-- BEGIN Information provided --

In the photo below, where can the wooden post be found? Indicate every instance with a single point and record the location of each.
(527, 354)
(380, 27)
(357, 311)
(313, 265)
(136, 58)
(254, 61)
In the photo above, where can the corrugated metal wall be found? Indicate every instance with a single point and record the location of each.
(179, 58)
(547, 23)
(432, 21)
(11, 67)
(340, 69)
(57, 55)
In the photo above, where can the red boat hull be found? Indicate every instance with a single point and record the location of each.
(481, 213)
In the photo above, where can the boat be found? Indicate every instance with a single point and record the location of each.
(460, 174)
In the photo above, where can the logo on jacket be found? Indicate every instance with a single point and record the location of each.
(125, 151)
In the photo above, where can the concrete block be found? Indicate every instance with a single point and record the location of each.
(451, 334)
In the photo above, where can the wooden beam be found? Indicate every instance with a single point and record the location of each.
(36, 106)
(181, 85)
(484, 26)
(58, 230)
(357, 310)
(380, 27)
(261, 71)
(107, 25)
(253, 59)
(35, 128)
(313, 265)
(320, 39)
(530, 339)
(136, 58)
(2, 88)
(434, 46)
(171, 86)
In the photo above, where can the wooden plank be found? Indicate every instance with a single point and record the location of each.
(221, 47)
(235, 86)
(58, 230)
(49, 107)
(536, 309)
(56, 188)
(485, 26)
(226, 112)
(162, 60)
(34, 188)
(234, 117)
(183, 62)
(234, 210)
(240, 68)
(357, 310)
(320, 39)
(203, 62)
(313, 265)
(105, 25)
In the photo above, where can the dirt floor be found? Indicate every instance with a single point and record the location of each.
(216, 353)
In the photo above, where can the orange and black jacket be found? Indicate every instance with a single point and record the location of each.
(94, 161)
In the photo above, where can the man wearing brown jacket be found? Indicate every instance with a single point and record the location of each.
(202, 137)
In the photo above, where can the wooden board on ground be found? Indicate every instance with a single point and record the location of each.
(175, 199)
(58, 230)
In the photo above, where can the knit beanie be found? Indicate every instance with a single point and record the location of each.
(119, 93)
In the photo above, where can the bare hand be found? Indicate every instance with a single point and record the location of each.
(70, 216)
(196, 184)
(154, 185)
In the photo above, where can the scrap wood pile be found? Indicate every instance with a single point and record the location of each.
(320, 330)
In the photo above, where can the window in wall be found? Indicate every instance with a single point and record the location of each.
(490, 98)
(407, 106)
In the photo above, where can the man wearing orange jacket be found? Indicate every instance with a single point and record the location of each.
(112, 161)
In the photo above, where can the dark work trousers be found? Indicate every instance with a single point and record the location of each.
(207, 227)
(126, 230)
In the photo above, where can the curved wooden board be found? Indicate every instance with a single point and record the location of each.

-- END Information provided --

Reproduce every one of the lines above word for word, keeping their original order.

Reply to the exercise:
In the photo below, where can the wooden post be found? Indicate every instance with a single point and record the location of each.
(527, 354)
(380, 27)
(357, 311)
(313, 265)
(136, 58)
(254, 61)
In the photo above, where can the corrugated metal wall be found? Indicate every instance with a single point and record the location of each.
(179, 58)
(547, 23)
(432, 21)
(11, 67)
(340, 69)
(57, 55)
In the photo above, where can the red boat hull be found? Indicate every instance with a single point and record the location of each.
(481, 213)
In the photo above, where can the boat be found? Indicate every instance with a single point and record the location of each.
(460, 174)
In the photo above, where can the logo on jacket be found? Indicate every instance with a single point and record the location of each.
(125, 151)
In the photo above, where can the concrete block be found? Indicate every instance with a single point and record the location of each.
(451, 334)
In the photo above, where can the wooden beam be found? Indicate every instance with a single point and record the location of each.
(36, 106)
(181, 85)
(484, 26)
(58, 230)
(357, 310)
(380, 27)
(261, 71)
(107, 25)
(253, 59)
(35, 128)
(313, 265)
(320, 39)
(530, 339)
(136, 58)
(2, 88)
(434, 46)
(171, 86)
In the photo above, where can the wooden plank be found? Indicate every instance with a single point and record the location of each.
(221, 47)
(235, 86)
(58, 230)
(49, 107)
(536, 309)
(56, 188)
(485, 26)
(226, 112)
(162, 60)
(34, 188)
(234, 117)
(183, 62)
(234, 210)
(240, 68)
(357, 310)
(320, 39)
(203, 62)
(313, 265)
(105, 25)
In the photo above, where can the dirt floor be found? Indicate every instance with a single point and record the location of each.
(216, 353)
In the photo above, where can the orange and black jacket be found? Indicate every instance with a single point and record the location of each.
(94, 161)
In the photo above, where can the man wearing brown jacket be found? Indicate every instance with a single point and record the location of each.
(202, 137)
In the photo above, where can the wooden board on ground be found? Indicate every instance with a single point and record the location of each.
(175, 199)
(58, 230)
In the photo above, where can the knit beanie be found? Indicate every instance with a single point and record the location of each.
(119, 93)
In the photo above, where can the bare hand be found? Indicate every instance with a single point and record the location of each.
(70, 216)
(196, 184)
(154, 185)
In the photo above, where can the scrap wood pile be found? Indicate every instance with a single point and record the location of each.
(320, 330)
In the photo above, where can the window in wall be found? Indicate every instance with a single point and record the location of each.
(490, 98)
(407, 106)
In the photo above, where can the man wearing orange jacket be found? Indicate every instance with a single point and record the location of each.
(112, 161)
In the photo above, where can the dark work trousers be found? Indicate every instance with a single point and record the location of each.
(207, 227)
(126, 230)
In the photo above, where can the curved wooden board be found? Indicate every instance with a single point and record the location of each.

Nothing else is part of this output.